-- Information shown start --

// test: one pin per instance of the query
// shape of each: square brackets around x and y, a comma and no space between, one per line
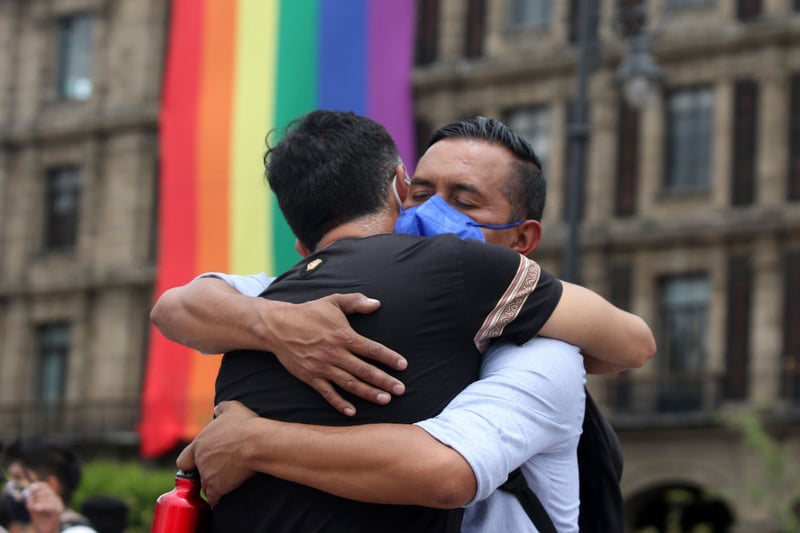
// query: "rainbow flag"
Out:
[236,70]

-- Information shown end --
-- Information shown start --

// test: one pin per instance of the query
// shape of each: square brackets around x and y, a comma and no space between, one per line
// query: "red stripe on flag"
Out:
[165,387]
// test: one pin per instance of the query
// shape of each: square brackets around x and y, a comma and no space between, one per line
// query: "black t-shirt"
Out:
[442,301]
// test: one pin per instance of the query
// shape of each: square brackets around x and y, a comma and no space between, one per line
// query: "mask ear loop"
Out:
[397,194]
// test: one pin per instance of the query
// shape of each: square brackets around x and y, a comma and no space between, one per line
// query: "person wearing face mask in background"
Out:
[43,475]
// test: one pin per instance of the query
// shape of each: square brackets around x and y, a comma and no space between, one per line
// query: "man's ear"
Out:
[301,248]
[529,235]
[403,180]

-- Information shown end --

:: The exercise ::
How many lines above contain the word "mask"? Reply with the number alone.

:: Result of the exercise ::
2